PROBLEM DETAILS - Select each line in the items below that contains the string "provide", and copy those lines out. Matching is case-sensitive.

** Begin EXTRACTED MATERIAL **

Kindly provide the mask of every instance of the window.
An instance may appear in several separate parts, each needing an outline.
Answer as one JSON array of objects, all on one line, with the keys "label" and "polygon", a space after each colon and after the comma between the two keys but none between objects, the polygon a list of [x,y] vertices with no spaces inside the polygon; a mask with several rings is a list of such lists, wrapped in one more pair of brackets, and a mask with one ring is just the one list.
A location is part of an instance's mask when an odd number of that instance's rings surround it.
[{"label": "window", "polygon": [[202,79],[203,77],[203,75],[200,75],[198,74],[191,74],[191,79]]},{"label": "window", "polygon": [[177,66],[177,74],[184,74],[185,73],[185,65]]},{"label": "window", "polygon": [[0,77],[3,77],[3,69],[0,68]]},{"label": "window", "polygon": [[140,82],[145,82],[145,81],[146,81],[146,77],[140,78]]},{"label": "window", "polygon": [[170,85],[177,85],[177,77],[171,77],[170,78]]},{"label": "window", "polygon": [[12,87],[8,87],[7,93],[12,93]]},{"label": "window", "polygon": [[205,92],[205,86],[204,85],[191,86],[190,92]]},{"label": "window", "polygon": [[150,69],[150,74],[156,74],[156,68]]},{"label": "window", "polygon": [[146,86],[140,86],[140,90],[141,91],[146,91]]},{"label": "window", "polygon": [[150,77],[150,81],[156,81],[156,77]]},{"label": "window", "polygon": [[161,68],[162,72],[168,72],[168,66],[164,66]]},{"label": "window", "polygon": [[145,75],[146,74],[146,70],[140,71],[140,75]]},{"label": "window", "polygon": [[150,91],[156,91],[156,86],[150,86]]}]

** End EXTRACTED MATERIAL **
** Begin EXTRACTED MATERIAL **

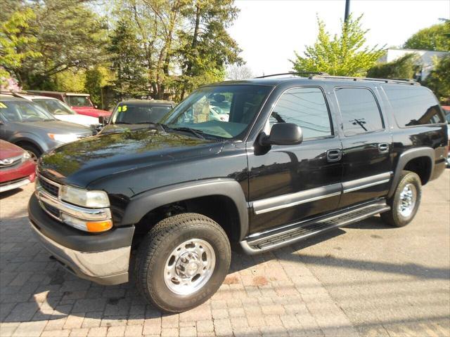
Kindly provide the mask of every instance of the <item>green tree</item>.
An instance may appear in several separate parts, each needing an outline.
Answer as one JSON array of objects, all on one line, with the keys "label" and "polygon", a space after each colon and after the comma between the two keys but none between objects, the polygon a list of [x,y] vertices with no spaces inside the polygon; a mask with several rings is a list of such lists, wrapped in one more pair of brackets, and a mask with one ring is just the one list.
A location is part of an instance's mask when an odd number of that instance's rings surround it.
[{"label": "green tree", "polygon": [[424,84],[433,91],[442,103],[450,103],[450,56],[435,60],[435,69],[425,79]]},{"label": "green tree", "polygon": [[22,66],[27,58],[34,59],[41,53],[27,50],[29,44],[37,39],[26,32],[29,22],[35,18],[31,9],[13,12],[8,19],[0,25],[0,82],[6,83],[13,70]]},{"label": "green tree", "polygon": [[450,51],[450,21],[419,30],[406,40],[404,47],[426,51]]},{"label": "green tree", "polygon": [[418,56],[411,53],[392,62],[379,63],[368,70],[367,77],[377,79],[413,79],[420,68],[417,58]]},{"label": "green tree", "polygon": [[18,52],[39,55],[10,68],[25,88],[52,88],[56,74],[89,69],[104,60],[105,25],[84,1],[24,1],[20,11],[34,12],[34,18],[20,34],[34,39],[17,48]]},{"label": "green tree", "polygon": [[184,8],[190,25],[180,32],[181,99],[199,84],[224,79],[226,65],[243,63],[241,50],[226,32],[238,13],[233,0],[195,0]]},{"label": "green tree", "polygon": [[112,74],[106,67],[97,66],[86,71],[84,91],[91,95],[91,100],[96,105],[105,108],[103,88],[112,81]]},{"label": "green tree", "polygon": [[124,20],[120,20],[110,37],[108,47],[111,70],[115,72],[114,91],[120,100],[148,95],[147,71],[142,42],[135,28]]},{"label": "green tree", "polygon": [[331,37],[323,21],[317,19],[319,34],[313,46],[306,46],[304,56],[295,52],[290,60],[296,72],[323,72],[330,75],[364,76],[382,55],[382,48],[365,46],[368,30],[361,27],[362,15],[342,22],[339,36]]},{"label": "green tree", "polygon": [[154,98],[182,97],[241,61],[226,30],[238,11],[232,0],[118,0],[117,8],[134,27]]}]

** End EXTRACTED MATERIAL **

REPLY -
Kindly provide the mask of every instance of the window.
Kindly provide the mask of every instance of the <item>green tree</item>.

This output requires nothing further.